START SELECTED TEXT

# Our New Outback 'followed' Us Home!



## Theycallusthebreeze (Jan 28, 2006)

Hey everyone! Well, DH and I just got in late last nite from Indiana with our new TT! The trip went very smooth. The dealership had us all set up with a hotel across the street from them and we were the first in line to get the brake and all that stuff put on at Dan's Hitch. Then went back to the dealership for our walk-through. Everything looked mint with no scratches or boo-boos of any sort (and I looked thoroughly! shy







) Having done everything long-distance was an unusual way for us to do business but we must say, it turned out relatively stress-free. The dealership (TIARA RV~Elkhart, Indiana) gave us by far the best deal and were very pleasant to deal with. Deb was our salesperson and very efficient. Dan's Hitch also there in Elkhart were friendly, knowledgable and caring. Although Elkhart, Indiana is only a few miles from Michigan, we didn't get any snow until we got almost home to Nashville! Then it got nasty!























The only thing me and the DH both noticed coming home was the rocking motion of our truck. If it was a VERY level and seam-free road, it rode well. But if the road had any variation at all, it would actually be hard to carry on a conversation. I told my DH I felt like a mexican jumping bean!





















I guess this must be normal with a TT?







I am usually a very good rider in that I hardly ever have to stop for the 'ladies room'. But yesterday, I 'had to go' several times and I attribute it to my kidneys being all 'shook up'!

END SELECTED TEXT
START DATASET RECORDS

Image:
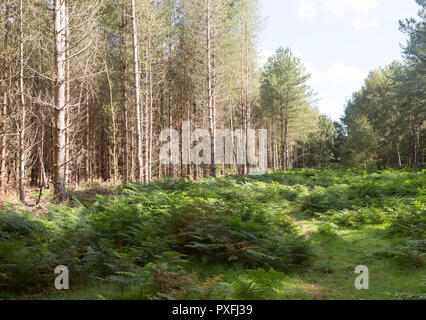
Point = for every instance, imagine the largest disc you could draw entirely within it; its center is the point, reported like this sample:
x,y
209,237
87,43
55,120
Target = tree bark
x,y
137,93
60,103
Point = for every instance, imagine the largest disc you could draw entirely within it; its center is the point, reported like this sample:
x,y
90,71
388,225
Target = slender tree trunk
x,y
22,158
60,103
210,92
3,128
137,93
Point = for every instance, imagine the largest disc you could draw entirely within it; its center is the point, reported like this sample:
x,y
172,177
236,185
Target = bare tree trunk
x,y
125,123
137,93
3,128
149,165
60,103
22,158
210,92
398,153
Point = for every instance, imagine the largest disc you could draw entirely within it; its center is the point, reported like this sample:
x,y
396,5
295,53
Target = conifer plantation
x,y
92,90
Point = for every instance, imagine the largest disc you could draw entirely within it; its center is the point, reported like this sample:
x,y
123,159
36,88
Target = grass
x,y
345,216
331,277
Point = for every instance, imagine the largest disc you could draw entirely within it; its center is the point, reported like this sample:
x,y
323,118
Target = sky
x,y
339,41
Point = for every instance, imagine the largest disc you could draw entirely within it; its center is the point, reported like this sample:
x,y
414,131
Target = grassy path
x,y
330,277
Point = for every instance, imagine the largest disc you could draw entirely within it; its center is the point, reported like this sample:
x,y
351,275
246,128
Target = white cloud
x,y
335,85
263,55
339,74
308,9
360,10
363,21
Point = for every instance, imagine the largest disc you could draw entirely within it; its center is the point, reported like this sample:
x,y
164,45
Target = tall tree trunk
x,y
22,158
125,123
137,93
210,92
60,103
3,128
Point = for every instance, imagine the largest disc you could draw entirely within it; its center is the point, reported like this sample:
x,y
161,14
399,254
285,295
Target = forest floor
x,y
331,277
339,230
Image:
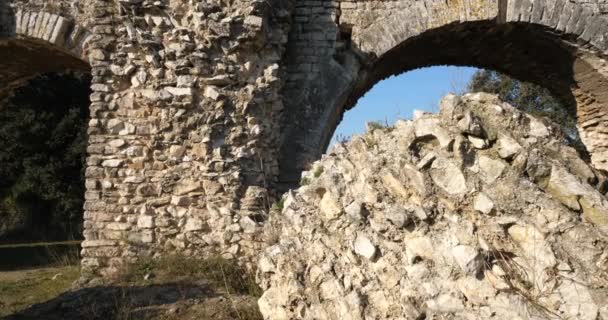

END DATASET RECORDS

● **PROMPT A**: Repeat the forum post about the new travel trailer from "I am usually" up to and including "all 'shook up'!", swapping "rider" for "passenger".
● **PROMPT B**: According to the forum post about the new travel trailer, which dealership sold the trailer, and where is it located?
The records are not used in this exercise.

● **TASK ANSWER A**:
I am usually a very good passenger in that I hardly ever have to stop for the 'ladies room'. But yesterday, I 'had to go' several times and I attribute it to my kidneys being all 'shook up'!

● **TASK ANSWER B**: TIARA RV, in Elkhart, Indiana.